Records excerpted from a collection:
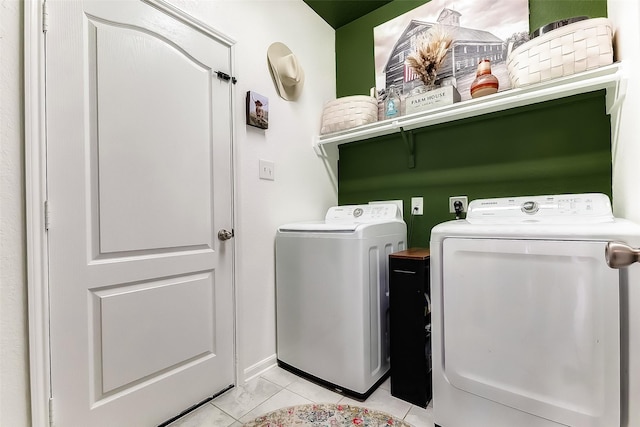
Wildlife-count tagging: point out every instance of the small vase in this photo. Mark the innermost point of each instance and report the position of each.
(485, 82)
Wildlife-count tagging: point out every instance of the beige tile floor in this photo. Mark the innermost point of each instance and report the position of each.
(277, 388)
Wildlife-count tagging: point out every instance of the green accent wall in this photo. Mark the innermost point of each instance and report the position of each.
(555, 147)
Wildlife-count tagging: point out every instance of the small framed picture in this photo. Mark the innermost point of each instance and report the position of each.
(257, 110)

Given instruction:
Except for the pictures, print the data above exactly.

Final result:
Wildlife-count tagging: point out every instance of the small vase in this photo. Mark the innermost point of each instance and report the position of each.
(485, 82)
Wildlife-count tagging: point out every instance of the beige tile floor in this photo. Mark the innermost point of each instance and report the position of each.
(277, 388)
Wildlife-count tagging: point out every instance of the green accent wall in this photo. Mark the innermost point of each instance and report the position of each.
(555, 147)
Wildlife-count tagging: point out every instance of the small framed picture in this photo. Mark the innermost point of each instance and report the position of each.
(257, 110)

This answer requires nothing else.